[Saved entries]
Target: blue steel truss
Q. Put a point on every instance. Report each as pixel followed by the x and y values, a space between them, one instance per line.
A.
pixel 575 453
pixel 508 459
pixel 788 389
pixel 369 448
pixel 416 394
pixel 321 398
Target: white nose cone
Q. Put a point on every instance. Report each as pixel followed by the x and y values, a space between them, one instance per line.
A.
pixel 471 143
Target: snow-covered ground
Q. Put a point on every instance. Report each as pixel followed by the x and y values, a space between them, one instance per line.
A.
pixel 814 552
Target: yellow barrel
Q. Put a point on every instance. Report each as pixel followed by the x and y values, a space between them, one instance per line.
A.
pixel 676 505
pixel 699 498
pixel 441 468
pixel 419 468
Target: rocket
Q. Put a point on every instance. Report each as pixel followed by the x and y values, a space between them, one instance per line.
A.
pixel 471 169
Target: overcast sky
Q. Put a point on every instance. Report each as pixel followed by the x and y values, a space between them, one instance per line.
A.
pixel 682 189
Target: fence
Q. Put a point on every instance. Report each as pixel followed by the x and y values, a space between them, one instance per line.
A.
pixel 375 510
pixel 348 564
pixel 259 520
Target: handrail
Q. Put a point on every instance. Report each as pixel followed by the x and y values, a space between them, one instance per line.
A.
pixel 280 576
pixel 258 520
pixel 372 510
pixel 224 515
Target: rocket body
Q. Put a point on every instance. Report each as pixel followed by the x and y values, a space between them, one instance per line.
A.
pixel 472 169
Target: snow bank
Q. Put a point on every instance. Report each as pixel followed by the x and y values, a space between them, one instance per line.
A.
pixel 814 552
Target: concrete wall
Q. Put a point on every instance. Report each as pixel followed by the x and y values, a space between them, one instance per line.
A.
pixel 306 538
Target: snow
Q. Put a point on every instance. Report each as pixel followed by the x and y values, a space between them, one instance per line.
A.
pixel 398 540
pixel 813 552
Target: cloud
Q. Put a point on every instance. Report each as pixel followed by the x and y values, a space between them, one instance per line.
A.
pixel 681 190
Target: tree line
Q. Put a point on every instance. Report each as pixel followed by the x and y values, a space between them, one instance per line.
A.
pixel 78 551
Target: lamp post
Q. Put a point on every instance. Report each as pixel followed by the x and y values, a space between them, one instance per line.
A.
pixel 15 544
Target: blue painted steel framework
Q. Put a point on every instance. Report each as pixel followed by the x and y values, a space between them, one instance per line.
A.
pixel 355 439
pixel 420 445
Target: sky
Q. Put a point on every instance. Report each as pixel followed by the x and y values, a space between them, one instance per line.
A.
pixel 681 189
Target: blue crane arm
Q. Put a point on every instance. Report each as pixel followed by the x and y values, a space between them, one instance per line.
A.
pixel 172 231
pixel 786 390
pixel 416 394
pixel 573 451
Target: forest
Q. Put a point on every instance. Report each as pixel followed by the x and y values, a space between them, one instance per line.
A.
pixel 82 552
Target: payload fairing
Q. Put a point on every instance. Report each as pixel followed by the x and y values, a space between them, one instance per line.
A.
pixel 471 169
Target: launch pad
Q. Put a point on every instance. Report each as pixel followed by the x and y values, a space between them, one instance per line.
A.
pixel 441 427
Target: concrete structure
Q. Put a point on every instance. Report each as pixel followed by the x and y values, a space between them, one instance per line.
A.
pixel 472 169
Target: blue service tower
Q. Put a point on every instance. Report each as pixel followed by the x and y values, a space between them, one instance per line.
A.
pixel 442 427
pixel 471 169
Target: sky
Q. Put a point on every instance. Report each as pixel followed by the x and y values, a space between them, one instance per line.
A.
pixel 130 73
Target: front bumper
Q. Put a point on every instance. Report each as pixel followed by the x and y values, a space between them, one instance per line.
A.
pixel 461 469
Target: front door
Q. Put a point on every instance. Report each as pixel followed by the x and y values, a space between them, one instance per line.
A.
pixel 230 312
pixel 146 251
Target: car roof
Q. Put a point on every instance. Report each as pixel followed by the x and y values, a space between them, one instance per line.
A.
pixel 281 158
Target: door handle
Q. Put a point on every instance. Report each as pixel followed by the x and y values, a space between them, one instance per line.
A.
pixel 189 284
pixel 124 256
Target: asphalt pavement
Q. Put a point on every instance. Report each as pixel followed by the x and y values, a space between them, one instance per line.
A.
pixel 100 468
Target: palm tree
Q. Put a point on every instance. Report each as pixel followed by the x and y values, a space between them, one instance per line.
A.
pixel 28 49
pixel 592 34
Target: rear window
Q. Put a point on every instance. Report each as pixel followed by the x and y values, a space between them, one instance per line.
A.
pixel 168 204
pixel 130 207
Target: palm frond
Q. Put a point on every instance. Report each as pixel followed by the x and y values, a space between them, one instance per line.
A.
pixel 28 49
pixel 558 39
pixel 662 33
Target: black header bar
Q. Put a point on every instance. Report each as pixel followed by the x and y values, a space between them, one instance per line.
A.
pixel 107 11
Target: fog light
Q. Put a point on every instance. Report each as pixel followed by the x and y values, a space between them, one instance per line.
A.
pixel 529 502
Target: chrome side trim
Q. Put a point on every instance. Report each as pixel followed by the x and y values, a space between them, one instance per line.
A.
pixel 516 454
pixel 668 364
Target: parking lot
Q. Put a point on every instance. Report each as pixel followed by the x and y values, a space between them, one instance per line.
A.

▶ _What you should do_
Up to and including the line with "Target: fence", repeat the entries exactly, beginning at their first line.

▶ _Response_
Target: blue steel truss
Q. Put a point on every instance. Report each as pixel followed by the x and y values, a space between them, one instance per line.
A.
pixel 575 453
pixel 508 459
pixel 788 389
pixel 369 448
pixel 416 394
pixel 321 398
Target: white nose cone
Q. Put a point on every instance. Report each as pixel followed by the x and y values, a space between them, one instance per line.
A.
pixel 471 143
Target: snow-covered ground
Q. Put a point on every instance. Report each as pixel followed by the x and y values, a space between them, one instance per line.
A.
pixel 814 552
Target: yellow barrel
Q. Put a point on every instance. Report each as pixel followed by the x and y values, a space between them, one instance per line.
A.
pixel 676 505
pixel 699 498
pixel 441 468
pixel 419 468
Target: rocket
Q. Put a point on every instance. Report each as pixel followed by the x and y values, a space between them, one instance per line.
A.
pixel 471 169
Target: overcast sky
Q. Put a point on every instance. Report each as pixel followed by the x and y values, a space between them, one instance per line.
A.
pixel 682 189
Target: fence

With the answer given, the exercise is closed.